Pasaje proporcionado:

● ● ● ● ● ● ●

En el libro de Josué, la tierra de Canaan es la imagen de la vida plena del Espíritu. La tierra significa la comprensión y la aplicación de los principios de la victoria sobre el pecado, hecha posible gracias a la vida resucitada del Señor, que mora en nosotros. Todo el propósito de Dios para el creyente es sacarle de Egipto, del mundo y sus costumbres, de las situaciones de esclavitud y de las que le atan, haciéndole pasar por el desierto con todas sus derrotas, su áridez y disfrutar el gozo fragmentario de los recursos de Dios, para llevarle a la tierra de promisión, de victoria y de provisión.
Esto es algo que se destaca claramente en el libro de Jueces. Mientras que Josué es el libro de la victoria (bajo Josué, que significa Jesús, fue posible una victoria consistente cuando los israelitas le obedecieron fielmente), mientras que el libro de Jueces es un libro de derrota y de fracaso. Es el primero en una serie de libros, en el que aparecen advertencias, señales de peligro y los riesgos que se encuentran en el camino del creyente. El patrón de la derrota que se describe en el libro de Jueces se nos presenta una y otra vez.

● ● ● ● ● ● ●

(Entradas extraídas de una colección)
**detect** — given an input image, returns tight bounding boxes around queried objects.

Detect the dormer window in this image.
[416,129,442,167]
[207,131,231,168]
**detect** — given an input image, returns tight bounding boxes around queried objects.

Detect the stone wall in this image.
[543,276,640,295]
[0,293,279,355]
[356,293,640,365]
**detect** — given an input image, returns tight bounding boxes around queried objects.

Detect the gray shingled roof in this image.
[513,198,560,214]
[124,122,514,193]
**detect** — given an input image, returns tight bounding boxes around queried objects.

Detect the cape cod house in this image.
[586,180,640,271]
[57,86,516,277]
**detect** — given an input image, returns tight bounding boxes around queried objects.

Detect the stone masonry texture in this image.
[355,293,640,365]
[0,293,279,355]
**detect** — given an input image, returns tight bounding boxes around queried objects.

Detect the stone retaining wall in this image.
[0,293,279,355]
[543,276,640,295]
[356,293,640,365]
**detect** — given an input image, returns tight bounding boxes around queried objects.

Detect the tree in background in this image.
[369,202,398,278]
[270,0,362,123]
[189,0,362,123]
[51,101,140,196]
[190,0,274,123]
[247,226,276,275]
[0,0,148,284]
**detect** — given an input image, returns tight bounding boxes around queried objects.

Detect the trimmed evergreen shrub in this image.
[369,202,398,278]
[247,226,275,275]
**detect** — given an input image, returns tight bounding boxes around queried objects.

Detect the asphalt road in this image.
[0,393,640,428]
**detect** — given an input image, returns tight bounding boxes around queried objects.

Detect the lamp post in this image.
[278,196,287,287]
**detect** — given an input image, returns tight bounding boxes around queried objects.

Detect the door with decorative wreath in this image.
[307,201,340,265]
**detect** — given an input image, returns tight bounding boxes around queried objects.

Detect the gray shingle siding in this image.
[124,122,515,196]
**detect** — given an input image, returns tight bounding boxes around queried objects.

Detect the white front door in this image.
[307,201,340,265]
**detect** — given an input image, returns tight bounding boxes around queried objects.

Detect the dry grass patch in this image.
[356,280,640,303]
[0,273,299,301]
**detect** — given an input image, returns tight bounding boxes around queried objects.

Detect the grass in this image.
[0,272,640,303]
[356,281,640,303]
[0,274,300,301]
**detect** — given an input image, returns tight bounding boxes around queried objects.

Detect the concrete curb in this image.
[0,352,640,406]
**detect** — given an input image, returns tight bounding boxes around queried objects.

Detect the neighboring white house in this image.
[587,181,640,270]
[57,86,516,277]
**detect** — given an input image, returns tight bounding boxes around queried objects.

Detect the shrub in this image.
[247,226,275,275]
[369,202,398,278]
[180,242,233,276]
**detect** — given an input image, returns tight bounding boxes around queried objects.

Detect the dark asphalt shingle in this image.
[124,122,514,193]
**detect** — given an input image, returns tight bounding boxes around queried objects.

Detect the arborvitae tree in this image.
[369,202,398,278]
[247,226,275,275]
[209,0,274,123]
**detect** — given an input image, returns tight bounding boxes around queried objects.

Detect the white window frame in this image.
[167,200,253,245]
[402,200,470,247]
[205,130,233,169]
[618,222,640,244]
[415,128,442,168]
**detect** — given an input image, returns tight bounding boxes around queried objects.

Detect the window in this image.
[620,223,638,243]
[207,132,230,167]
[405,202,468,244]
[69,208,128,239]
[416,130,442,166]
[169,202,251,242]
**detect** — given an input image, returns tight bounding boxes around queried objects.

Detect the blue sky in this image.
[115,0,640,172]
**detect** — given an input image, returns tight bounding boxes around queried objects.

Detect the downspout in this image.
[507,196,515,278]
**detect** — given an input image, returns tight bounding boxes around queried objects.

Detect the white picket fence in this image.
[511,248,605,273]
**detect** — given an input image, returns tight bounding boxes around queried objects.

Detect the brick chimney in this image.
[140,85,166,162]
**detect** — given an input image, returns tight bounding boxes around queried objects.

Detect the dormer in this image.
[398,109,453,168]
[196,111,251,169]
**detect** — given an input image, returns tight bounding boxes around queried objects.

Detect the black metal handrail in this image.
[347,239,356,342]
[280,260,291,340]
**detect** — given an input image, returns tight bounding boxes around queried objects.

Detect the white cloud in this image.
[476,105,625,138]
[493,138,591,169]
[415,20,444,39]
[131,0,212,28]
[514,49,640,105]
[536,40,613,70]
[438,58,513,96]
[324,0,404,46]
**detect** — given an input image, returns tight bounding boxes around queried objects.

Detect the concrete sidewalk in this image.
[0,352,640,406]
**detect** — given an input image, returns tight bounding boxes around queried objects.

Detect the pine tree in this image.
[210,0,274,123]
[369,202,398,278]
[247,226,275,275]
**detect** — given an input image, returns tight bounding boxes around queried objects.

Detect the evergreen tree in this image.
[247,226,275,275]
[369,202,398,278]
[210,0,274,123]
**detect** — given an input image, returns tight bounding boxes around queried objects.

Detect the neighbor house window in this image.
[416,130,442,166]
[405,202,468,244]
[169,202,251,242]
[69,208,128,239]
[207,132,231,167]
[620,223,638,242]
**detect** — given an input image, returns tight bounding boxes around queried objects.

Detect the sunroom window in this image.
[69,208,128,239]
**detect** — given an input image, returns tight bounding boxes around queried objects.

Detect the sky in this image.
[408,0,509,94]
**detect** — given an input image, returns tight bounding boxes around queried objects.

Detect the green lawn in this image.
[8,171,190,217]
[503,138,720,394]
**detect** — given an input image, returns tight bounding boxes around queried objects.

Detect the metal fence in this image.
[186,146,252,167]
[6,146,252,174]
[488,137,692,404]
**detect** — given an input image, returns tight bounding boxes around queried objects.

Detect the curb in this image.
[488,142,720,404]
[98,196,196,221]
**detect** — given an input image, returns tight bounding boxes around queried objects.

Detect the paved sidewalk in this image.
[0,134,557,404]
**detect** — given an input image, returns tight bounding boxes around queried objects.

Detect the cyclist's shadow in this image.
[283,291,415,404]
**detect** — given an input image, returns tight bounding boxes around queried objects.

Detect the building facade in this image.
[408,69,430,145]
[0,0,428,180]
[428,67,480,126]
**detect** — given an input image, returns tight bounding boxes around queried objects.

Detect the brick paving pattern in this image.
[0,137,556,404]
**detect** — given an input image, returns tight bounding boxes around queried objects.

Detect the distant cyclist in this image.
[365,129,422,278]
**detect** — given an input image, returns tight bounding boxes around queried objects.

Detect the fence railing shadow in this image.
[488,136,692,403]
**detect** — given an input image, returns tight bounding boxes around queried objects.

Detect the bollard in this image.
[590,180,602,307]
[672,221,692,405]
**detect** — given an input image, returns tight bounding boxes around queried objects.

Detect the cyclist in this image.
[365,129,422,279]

● ● ● ● ● ● ●

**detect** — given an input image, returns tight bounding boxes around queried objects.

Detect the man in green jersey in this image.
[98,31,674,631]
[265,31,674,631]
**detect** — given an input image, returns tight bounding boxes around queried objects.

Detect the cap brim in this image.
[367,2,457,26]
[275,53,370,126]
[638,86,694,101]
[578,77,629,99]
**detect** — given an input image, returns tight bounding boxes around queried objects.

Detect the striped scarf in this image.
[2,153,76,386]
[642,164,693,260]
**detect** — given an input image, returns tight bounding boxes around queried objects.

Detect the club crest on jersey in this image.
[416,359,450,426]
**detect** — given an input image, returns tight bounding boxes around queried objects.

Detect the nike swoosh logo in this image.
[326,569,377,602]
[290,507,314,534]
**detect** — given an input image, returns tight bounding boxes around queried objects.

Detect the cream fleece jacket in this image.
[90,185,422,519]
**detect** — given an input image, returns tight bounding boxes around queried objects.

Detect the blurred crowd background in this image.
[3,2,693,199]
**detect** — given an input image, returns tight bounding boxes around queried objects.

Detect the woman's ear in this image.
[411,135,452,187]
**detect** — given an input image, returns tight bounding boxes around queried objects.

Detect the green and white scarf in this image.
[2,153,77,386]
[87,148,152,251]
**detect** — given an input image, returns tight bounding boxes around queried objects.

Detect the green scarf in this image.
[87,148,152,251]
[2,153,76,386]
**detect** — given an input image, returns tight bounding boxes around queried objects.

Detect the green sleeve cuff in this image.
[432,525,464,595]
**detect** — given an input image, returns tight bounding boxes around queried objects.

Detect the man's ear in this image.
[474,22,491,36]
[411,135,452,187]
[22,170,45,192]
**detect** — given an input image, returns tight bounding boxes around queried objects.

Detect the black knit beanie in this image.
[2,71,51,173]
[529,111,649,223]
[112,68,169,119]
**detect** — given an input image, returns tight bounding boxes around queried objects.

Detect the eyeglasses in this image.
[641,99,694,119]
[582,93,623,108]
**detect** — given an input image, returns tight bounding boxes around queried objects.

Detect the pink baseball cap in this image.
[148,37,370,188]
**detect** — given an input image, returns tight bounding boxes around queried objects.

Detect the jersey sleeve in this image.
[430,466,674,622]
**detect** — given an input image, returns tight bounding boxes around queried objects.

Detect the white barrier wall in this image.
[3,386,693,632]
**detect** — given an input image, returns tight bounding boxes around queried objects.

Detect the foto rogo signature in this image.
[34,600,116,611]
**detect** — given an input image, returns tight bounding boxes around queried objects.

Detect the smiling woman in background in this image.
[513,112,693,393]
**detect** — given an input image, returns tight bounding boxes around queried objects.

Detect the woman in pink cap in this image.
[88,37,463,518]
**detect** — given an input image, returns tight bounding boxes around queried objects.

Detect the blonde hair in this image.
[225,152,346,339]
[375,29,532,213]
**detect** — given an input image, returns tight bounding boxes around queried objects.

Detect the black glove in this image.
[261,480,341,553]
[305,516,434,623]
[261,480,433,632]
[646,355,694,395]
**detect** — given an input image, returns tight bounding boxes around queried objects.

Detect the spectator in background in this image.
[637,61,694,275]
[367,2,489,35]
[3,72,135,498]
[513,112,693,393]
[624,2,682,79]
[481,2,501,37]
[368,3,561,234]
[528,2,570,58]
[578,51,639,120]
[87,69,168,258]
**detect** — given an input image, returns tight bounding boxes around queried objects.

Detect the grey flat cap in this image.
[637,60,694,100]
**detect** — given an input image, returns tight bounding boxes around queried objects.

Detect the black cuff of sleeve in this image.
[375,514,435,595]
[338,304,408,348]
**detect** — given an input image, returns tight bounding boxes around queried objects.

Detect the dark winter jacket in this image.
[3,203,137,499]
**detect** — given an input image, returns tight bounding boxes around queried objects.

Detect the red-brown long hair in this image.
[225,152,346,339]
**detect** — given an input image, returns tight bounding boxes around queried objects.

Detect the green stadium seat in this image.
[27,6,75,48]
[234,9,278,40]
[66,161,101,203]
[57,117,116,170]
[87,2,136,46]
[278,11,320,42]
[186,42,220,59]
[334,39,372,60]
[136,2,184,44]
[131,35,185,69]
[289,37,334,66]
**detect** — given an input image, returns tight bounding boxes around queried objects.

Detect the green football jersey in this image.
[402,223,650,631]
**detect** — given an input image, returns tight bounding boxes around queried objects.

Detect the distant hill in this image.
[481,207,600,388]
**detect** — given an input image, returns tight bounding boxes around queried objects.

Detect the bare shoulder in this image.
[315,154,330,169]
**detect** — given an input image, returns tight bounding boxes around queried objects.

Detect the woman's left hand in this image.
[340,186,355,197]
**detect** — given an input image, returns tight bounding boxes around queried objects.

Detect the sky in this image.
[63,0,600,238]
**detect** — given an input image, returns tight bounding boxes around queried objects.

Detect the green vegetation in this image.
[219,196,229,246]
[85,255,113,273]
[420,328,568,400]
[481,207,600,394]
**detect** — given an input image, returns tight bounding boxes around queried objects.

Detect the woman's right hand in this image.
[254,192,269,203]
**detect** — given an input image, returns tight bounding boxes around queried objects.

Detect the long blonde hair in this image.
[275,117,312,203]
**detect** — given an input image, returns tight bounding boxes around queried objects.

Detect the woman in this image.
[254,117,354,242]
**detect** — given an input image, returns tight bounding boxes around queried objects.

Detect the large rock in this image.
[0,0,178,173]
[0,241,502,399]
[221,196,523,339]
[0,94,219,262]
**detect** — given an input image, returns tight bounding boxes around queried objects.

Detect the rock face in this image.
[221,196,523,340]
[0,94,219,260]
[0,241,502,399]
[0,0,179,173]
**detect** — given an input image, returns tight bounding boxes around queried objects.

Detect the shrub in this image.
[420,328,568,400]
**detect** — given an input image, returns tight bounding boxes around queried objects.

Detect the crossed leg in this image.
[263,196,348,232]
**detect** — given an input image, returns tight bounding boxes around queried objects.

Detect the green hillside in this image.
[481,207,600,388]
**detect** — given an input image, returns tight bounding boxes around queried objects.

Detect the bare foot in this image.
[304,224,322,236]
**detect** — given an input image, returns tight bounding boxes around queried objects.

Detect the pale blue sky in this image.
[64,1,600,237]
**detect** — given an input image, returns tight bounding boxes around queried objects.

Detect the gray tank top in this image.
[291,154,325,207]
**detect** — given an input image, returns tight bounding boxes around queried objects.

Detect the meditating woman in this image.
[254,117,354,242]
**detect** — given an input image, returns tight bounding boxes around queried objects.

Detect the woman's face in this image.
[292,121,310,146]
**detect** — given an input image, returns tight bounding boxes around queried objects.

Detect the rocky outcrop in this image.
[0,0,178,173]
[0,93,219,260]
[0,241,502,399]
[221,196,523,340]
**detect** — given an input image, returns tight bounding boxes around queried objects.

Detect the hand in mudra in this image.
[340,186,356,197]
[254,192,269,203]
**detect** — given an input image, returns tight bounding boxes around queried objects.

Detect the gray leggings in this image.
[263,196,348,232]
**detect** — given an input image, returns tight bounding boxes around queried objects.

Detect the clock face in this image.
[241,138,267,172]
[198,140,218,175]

● ● ● ● ● ● ●

Ejercicio escrito 1: Transcribe el fragmento del texto sobre Josué y Jueces que empieza con las palabras "En el libro de Josué, la" y termina con "y de provisión.".
Ejercicio escrito 2: Según el texto sobre Josué y Jueces, ¿de qué es imagen la tierra de Canaan en el libro de Josué?
Ejercicio escrito 3: ¿Podrías continuar el texto sobre Josué y Jueces a partir de su última oración?

Respuesta 1:
En el libro de Josué, la tierra de Canaan es la imagen de la vida plena del Espíritu. La tierra significa la comprensión y la aplicación de los principios de la victoria sobre el pecado, hecha posible gracias a la vida resucitada del Señor, que mora en nosotros. Todo el propósito de Dios para el creyente es sacarle de Egipto, del mundo y sus costumbres, de las situaciones de esclavitud y de las que le atan, haciéndole pasar por el desierto con todas sus derrotas, su áridez y disfrutar el gozo fragmentario de los recursos de Dios, para llevarle a la tierra de promisión, de victoria y de provisión.

Respuesta 2: Es la imagen de la vida plena del Espíritu.

Respuesta 3:
El principio que siempre representó la derrota en las vidas de la nación de Israel se menciona en el último versículo del libro. Si se pierde usted eso, se habrá perdido la clave de este libro:
«En aquellos días no había rey en Israel, y cada uno hacía lo que le parecía recto ante sus propios ojos.» (Jueces 21:25) Fijese que no dice: «Cada uno hacía lo que le parecía mal en sus propios ojos. Aquellas personas no estaban intentando hacer el mal y no eran esencialmente personas rebeldes, que se hubiesen propuesto impedir que se hiciese la voluntad de Dios en sus vidas. La causa repetida del riesgo en este libro de los Jueces puede expresarse sencillamente de este modo: estaban siempre cometiendo desatinos relacionados con lo sagrado. Es decir, cometían errores, siempre con la mejor de las intenciones, cuando lo que pretendían era hacer el bien, pero acababan haciendo el mal.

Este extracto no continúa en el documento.